The South Korean won weakened to 1,506.1 per US dollar on Thursday, a 7.6-won decline, after US President Donald Trump declared an end to the temporary ceasefire with Iran and oil prices climbed. Foreign investors bought a net 190 billion won of local equities, snapping a 13-session selling streak.
The buying signals renewed confidence ahead of SK Hynix Inc.’s planned 43 trillion won American Depositary Receipt listing on Nasdaq this week — a move that will test whether Korean tech can attract capital while energy costs rise.
Foreign investors bought a net 190 billion won of South Korean stocks on Wednesday. That single number ended a 13-session selling streak and reframed a day that looked like another won rout.
The won did fall — to 1,506.1 per dollar, down 7.6 — after Trump confirmed the Iran ceasefire was over. But the real shift was not in the currency market. Behind the equity pivot sits SK Hynix, whose imminent US listing is drawing capital back to Seoul even as the Middle East burns.
The 190 billion won that flipped the script
The 190 billion won of net buying on Wednesday was the second consecutive session of foreign inflows. It broke the longest selling streak this year and signalled that large investors are no longer content to wait on the sidelines.
On Thursday, the won was quoted at 1,506.1 per dollar at 3:30 p.m., a 7.6-won drop from the previous close. The fall followed Trump’s announcement that the temporary ceasefire with Iran had ended, pushing up oil prices and squeezing the import-dependent economy.
The won’s drop was predictable. The equity reversal was not. While currency traders priced in higher energy costs, equity funds appeared to be front‑running SK Hynix’s listing on Nasdaq.
The chipmaker aims to raise up to 43 trillion won through an American Depositary Receipt offering later this week. A strong debut would validate the thesis that Korean tech can pull capital even when geopolitical tensions rattle the currency.
A pattern of quick reversals
The current shock echoes previous flare‑ups. During the 2020 US‑Iran confrontation, Brent crude jumped above $70 and the won weakened for weeks before recovering as de‑escalation took hold. Tanker attacks near the Strait of Hormuz in 2019 caused similar short‑lived currency spikes that reversed once shipping lanes were secured.
This time, OPEC+ plans to lift output by 188,000 barrels per day in August, a signal that producers want to cap price surges. If quotas tighten instead, sustained won volatility and more aggressive hedging by global funds become likely.
The won’s weakness follows a well‑worn path. But the 190 billion won that flowed into stocks suggests a different answer — and SK Hynix’s Nasdaq debut this week will show whether it sticks.

» **DATA FOR ANALYSIS**:
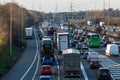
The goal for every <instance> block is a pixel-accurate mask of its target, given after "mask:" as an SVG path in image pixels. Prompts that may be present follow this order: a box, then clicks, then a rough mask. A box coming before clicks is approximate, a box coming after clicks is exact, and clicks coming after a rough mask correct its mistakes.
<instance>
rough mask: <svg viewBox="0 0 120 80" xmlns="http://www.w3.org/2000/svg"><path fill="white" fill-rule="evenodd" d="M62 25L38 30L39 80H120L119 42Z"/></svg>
mask: <svg viewBox="0 0 120 80" xmlns="http://www.w3.org/2000/svg"><path fill="white" fill-rule="evenodd" d="M59 26H60V27H51V26H50V25H46V26H45V25H44V24H43V25H41V26H39V29H38V30H37V32H38V36H39V39H40V70H39V77H38V80H120V62H119V61H118V60H119V59H118V60H116V59H117V58H119V53H120V40H118V39H114V40H112V41H111V39H110V37H109V36H106V35H103V36H101V35H99V34H97V33H91V32H87V31H84V30H82V29H79V28H72V27H70V26H69V25H68V24H67V23H64V24H61V25H59ZM87 70H88V71H89V72H88V71H87ZM91 73H92V74H93V75H92V74H91ZM94 74H95V75H94ZM90 75H92V76H90ZM91 77H92V78H91Z"/></svg>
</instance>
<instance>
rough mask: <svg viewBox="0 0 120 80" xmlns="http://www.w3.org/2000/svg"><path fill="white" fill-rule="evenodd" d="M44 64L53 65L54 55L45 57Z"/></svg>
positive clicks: (42, 63) (44, 59)
mask: <svg viewBox="0 0 120 80" xmlns="http://www.w3.org/2000/svg"><path fill="white" fill-rule="evenodd" d="M42 64H43V65H45V64H49V65H52V64H53V58H52V57H43V58H42Z"/></svg>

» **WHAT IS REQUIRED**: From the article above about the won and SK Hynix, copy out the passage starting with "The South Korean" and going on through "13-session selling streak.".

» **RESPONSE TO THIS TASK**:
The South Korean won weakened to 1,506.1 per US dollar on Thursday, a 7.6-won decline, after US President Donald Trump declared an end to the temporary ceasefire with Iran and oil prices climbed. Foreign investors bought a net 190 billion won of local equities, snapping a 13-session selling streak.